### Task material
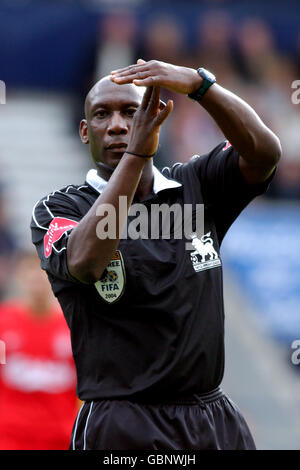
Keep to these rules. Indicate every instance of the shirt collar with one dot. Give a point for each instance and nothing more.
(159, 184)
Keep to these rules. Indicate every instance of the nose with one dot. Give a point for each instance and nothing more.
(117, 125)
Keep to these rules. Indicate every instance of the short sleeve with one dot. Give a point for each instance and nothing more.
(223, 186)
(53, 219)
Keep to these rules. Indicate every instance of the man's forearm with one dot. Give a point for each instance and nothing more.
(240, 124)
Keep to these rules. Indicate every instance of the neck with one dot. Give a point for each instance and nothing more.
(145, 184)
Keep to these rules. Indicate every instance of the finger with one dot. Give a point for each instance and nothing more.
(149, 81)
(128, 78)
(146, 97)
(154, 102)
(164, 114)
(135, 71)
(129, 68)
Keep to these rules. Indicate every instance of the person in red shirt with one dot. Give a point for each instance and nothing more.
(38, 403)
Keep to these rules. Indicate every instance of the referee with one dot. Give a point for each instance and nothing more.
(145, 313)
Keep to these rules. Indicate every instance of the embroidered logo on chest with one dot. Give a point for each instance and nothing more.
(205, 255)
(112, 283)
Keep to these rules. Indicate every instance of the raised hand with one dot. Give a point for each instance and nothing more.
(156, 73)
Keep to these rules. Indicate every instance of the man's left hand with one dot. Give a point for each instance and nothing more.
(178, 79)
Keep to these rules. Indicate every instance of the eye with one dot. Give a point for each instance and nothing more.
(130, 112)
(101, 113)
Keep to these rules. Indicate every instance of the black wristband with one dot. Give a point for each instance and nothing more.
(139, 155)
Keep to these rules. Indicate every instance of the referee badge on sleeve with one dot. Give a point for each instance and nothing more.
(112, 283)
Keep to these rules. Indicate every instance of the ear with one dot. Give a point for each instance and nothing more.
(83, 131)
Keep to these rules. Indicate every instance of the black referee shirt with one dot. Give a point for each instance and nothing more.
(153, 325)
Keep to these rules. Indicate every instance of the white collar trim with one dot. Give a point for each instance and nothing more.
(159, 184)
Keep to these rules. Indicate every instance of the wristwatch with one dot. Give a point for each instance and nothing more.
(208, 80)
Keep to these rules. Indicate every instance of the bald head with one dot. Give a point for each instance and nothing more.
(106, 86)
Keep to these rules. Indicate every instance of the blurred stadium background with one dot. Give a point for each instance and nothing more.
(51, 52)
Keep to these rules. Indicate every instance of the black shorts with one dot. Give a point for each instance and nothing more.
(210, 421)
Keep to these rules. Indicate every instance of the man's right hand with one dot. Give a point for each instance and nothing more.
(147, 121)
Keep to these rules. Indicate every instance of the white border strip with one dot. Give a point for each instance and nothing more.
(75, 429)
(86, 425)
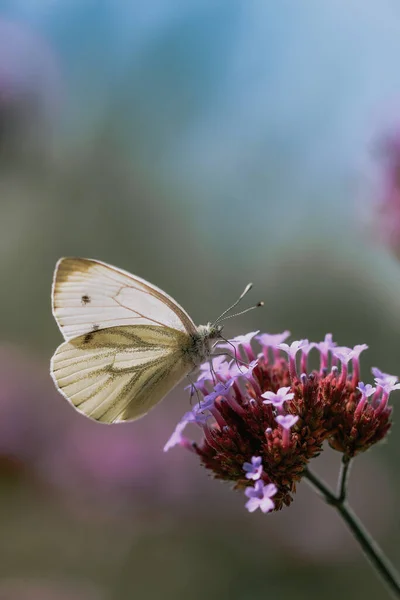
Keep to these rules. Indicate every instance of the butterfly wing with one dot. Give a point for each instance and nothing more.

* * *

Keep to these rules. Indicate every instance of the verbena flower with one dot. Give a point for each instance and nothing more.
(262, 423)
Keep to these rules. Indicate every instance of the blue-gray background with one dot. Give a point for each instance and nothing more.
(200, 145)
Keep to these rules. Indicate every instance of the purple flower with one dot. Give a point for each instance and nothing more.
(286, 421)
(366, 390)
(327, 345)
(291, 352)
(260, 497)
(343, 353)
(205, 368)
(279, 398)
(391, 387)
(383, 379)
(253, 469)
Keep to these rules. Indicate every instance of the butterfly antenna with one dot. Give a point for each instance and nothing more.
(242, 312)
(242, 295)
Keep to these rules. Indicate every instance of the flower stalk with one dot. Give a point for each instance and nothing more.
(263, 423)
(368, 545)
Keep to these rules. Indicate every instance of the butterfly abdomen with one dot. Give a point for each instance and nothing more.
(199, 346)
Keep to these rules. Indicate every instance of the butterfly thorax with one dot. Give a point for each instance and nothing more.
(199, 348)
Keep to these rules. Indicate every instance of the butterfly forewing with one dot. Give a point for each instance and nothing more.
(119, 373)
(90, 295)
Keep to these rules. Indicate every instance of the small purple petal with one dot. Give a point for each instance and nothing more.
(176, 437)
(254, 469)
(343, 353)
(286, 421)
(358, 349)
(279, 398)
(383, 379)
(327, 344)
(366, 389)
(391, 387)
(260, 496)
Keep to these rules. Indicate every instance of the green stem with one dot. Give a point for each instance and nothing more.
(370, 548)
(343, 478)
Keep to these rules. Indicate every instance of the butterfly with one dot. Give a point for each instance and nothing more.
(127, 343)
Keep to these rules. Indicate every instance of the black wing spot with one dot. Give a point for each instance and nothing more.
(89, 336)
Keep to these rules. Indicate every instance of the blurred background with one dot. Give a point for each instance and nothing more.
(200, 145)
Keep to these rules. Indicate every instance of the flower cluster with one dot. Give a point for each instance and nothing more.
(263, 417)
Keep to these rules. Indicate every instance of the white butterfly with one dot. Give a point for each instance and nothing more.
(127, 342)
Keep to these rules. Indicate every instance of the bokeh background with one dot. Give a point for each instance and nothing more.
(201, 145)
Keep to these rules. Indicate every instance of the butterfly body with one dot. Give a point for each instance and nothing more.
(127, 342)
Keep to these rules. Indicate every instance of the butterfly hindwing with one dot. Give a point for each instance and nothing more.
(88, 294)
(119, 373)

--

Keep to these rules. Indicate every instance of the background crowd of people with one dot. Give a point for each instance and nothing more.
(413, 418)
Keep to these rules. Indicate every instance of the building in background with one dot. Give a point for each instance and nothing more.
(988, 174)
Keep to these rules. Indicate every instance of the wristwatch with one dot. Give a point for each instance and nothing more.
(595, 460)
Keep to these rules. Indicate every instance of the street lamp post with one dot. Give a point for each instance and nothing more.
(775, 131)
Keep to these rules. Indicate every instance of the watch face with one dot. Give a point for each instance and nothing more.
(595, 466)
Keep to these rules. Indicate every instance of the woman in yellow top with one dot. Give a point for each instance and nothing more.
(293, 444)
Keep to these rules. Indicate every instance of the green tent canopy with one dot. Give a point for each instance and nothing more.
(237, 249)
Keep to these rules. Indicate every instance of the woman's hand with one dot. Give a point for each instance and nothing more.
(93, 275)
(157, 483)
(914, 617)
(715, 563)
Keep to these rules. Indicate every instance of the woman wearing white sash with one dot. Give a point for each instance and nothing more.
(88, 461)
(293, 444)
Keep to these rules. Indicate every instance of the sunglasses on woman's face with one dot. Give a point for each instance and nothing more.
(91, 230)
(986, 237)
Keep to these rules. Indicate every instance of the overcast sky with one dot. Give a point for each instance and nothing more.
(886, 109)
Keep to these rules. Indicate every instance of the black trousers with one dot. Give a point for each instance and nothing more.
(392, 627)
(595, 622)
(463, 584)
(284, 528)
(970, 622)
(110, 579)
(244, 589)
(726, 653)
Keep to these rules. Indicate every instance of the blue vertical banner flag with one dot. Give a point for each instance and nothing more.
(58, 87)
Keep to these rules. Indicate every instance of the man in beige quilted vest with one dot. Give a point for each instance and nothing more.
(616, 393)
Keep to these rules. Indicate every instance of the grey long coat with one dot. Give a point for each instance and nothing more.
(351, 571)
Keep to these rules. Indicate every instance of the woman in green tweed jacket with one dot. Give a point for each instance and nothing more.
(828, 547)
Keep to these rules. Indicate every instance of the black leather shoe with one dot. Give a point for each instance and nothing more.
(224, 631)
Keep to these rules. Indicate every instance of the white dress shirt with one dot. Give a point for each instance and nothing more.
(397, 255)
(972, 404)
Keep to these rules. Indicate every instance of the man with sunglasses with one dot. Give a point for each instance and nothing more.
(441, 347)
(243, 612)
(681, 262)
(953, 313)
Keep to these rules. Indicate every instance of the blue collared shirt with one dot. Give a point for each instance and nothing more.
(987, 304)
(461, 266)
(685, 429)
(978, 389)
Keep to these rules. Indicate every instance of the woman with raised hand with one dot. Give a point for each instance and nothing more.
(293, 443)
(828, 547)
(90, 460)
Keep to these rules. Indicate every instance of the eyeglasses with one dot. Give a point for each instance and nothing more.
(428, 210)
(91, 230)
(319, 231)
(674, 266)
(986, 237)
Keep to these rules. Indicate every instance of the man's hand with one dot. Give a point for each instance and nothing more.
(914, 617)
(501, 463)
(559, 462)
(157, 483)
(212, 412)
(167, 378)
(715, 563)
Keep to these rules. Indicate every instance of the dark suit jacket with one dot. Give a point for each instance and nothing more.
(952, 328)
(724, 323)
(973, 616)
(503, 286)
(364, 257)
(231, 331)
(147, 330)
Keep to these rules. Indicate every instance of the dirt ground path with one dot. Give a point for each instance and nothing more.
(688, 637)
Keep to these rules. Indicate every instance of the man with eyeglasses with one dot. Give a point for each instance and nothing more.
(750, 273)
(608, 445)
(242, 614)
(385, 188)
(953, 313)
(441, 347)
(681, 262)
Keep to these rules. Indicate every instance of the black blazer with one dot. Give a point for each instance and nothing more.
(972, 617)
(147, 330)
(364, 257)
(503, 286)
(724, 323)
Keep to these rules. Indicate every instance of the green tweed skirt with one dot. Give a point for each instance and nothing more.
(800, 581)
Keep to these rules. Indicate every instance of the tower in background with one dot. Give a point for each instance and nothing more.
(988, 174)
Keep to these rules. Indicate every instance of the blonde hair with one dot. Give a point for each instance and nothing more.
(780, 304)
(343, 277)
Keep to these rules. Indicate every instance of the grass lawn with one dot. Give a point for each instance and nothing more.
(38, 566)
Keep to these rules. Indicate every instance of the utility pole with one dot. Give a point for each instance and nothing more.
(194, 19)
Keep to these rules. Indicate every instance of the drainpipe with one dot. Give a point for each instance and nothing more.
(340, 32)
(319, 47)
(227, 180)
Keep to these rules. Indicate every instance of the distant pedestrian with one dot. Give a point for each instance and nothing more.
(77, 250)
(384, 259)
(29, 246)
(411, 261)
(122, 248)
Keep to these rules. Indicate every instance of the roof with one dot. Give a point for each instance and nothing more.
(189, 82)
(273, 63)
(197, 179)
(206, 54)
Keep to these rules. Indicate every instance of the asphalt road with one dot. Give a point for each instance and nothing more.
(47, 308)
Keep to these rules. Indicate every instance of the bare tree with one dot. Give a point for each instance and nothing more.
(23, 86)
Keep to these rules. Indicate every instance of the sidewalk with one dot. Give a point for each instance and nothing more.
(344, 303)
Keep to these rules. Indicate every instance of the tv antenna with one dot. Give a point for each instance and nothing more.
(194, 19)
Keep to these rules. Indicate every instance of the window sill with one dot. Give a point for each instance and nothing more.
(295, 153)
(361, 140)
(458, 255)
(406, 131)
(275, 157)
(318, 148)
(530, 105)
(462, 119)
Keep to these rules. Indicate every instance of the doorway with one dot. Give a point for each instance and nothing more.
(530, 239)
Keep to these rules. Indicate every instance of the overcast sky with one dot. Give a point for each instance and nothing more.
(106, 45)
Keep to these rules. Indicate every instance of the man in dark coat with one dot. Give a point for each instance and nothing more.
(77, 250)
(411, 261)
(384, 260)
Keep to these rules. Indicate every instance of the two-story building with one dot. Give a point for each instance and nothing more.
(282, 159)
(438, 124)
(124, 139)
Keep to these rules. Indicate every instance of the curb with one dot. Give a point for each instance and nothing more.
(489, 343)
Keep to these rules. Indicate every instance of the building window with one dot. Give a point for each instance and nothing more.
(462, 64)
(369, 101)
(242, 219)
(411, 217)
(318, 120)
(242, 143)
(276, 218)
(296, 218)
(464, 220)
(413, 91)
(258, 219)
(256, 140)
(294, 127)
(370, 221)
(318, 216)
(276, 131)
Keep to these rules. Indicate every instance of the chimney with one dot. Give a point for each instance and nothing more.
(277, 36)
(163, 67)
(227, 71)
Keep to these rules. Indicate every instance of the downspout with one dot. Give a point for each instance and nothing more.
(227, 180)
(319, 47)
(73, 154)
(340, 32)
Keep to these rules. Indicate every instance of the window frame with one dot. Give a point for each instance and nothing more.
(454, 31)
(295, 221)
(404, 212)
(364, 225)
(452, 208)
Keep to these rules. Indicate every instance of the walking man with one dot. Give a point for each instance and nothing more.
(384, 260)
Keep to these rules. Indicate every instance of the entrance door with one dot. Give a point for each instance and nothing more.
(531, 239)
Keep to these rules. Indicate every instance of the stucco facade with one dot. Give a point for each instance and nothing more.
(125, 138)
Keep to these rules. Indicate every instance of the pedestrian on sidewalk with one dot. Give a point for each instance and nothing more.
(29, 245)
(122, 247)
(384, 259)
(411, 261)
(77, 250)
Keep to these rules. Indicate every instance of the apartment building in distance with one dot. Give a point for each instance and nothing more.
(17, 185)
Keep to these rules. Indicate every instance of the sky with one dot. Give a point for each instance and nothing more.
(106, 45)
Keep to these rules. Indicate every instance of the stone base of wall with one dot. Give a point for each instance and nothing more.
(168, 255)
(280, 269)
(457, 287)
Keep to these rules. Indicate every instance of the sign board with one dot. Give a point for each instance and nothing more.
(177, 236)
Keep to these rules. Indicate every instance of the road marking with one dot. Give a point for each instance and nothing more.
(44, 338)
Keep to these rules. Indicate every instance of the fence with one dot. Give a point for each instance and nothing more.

### Exercise aim
Report each line of the records above that contains the string "blurred", copying those lines in full. Case counts.

### Exercise output
Keep to these rules. Indicate every instance of the blurred stadium background with one dot. Give a point for each instance and nothing more.
Keep to these rules. Indicate every instance of the blurred background with one dot. Give a point for each instance and nothing more.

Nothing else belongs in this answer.